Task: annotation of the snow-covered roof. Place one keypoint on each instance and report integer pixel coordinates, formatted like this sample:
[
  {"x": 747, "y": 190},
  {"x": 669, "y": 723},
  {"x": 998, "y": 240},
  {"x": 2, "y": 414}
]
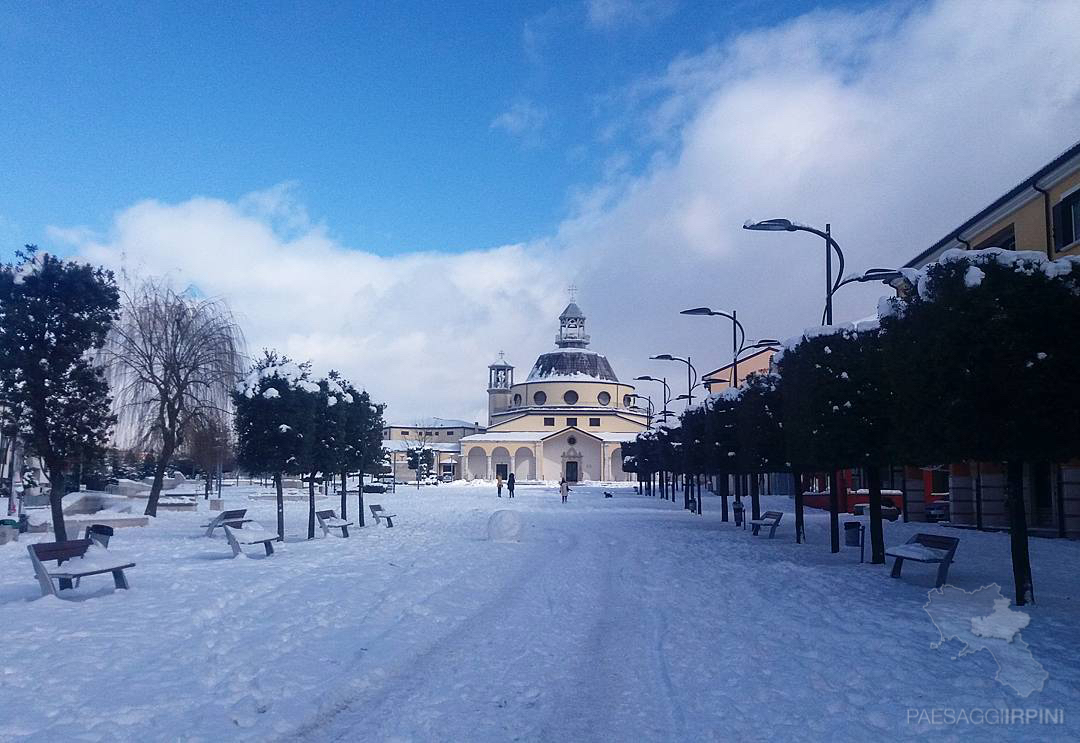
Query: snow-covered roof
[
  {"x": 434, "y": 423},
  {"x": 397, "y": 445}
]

---

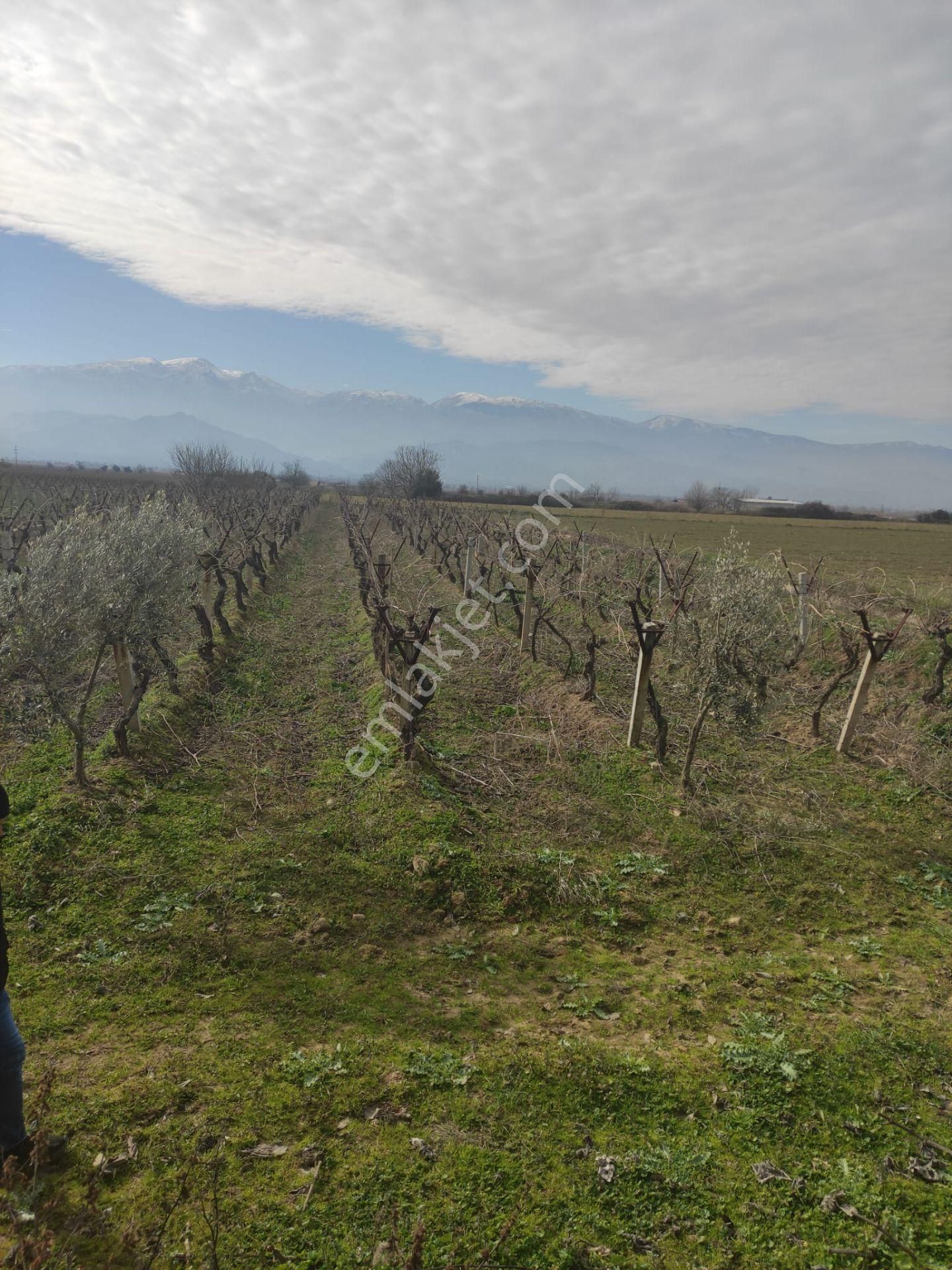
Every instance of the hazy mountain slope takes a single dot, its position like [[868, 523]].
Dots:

==

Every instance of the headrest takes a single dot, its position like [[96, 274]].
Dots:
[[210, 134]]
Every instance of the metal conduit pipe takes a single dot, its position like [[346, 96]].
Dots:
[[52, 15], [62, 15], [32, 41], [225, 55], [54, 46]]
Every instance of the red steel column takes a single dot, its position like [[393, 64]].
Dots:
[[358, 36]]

**To do:** Copy each line from the data that features the string "like".

**Result:**
Task: annotation of the snow-covered roof. Place one keypoint on each instance and report integer pixel coordinates, formatted like this sample:
Every instance of the hazy mountain slope takes a single dot, its position like [[868, 523]].
Every instance of the headrest takes a single dot, its position like [[96, 274]].
Every instance of the metal conduit pipe takes a single dot, its position like [[346, 96]].
Every instance of the red steel column takes a single dot, its position like [[393, 64]].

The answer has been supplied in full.